--- WRITTEN REQUEST ---
Revise the compiler-reordering text below: reproduce everything from "With this background" down to "z, unsigned w)", with "segfault" changed to "segmentation fault".

Start of PASSAGE SHOWN

Also see Part 1 and Part 2.

A C or C++ implementation must perform side effecting operations in program order. For example, if a program executes these lines of code:

printf ("Hello\n")
printf ("world.\n");

It is impermissible for the implementation to print:

world.
Hello

This is obvious, but keep in mind that other things your program does can be freely reordered by the compiler. For example if a program increments some variables in one order:

a++;
b++;

a compiler could emit code incrementing them in the other order:

incl    b
incl    a

The optimizer performs transformations like this when they are thought to increase performance and when they do not change the program’s observable behavior. In C/C++, observable behaviors are those that are side effecting. You might object, saying that this reordering is in fact observable. Of course it is: if a and b are globals, a memory-mapped I/O device, a signal handler, an interrupt handler, or another thread could see the memory state where b but not a has been written. Nevertheless, the reordering is legal since stores to global variables are not defined as side-effecting in these languages. (Actually, just to make things confusing, stores to globals are side effecting according to the standard, but no real compiler treats them as such. See the note at the bottom of this post.)

With this background material out of the way, we can ask: Is a segfault or other crash a side effecting operation in C and C++? More specifically, when a program dies due to performing an illegal operation such as dividing by zero or dereferencing a null pointer, is this considered to be side effecting? The answer is definitely “no.”

An Example

Since crash-inducing operations are not side effecting, the compiler can reorder them with respect to other operations, just like the stores to a and b in the example above were reordered.  But do real compilers take advantage of this freedom? They do. Consider this code:

volatile int r;
int s;
void foo1 (unsigned y, unsigned z, unsigned w)

End of PASSAGE SHOWN
Start of SUPPLIED RECORDS

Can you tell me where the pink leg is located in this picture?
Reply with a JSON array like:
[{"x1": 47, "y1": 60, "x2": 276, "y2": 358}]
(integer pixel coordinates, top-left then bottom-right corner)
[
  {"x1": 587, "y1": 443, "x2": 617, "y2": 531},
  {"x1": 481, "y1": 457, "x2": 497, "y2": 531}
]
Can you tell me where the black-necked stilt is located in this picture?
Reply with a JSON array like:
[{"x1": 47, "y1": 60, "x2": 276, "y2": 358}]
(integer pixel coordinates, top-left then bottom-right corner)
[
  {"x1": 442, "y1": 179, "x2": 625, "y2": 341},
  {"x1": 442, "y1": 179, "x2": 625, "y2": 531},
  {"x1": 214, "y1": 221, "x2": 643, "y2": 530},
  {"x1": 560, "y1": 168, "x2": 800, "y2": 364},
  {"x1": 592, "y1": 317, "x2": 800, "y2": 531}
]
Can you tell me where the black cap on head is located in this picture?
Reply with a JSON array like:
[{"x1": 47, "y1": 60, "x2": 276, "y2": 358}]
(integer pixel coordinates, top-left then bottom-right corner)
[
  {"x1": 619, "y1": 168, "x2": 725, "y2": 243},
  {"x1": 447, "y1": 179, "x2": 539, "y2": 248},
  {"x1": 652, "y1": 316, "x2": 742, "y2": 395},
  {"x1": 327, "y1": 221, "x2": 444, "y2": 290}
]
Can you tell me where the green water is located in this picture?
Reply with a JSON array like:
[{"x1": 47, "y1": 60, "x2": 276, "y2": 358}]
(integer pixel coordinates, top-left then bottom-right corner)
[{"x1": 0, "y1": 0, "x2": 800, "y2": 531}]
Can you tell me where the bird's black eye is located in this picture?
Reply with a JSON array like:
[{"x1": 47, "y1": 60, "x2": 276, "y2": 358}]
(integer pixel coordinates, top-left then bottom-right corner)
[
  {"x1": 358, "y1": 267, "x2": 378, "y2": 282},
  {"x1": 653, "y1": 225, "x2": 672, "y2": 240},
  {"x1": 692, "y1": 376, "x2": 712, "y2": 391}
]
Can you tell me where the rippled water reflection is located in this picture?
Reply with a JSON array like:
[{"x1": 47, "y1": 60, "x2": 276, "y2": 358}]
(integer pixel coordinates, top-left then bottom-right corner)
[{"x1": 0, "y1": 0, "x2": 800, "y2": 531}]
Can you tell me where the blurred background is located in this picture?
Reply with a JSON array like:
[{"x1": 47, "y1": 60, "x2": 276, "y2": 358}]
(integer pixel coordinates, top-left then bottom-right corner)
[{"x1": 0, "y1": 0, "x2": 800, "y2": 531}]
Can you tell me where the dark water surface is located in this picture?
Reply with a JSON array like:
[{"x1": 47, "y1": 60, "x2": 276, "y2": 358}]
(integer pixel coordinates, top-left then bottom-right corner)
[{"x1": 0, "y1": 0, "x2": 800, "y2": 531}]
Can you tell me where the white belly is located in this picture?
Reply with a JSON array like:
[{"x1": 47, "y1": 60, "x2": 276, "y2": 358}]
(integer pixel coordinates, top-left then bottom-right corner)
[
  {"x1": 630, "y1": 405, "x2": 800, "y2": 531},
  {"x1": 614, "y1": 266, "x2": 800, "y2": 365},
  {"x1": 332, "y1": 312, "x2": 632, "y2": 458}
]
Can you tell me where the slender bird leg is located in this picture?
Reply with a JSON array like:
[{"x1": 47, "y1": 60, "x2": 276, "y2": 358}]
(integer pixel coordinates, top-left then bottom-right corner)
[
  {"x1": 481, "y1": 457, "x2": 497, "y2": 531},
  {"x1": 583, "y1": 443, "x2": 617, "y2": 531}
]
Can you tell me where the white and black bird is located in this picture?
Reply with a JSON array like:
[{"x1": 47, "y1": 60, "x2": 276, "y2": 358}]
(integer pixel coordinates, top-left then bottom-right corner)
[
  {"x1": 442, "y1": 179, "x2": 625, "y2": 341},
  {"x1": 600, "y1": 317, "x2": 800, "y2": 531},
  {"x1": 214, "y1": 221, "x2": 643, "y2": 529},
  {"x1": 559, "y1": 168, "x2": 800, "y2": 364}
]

End of SUPPLIED RECORDS

--- THE OUTPUT ---
With this background material out of the way, we can ask: Is a segmentation fault or other crash a side effecting operation in C and C++? More specifically, when a program dies due to performing an illegal operation such as dividing by zero or dereferencing a null pointer, is this considered to be side effecting? The answer is definitely “no.”

An Example

Since crash-inducing operations are not side effecting, the compiler can reorder them with respect to other operations, just like the stores to a and b in the example above were reordered.  But do real compilers take advantage of this freedom? They do. Consider this code:

volatile int r;
int s;
void foo1 (unsigned y, unsigned z, unsigned w)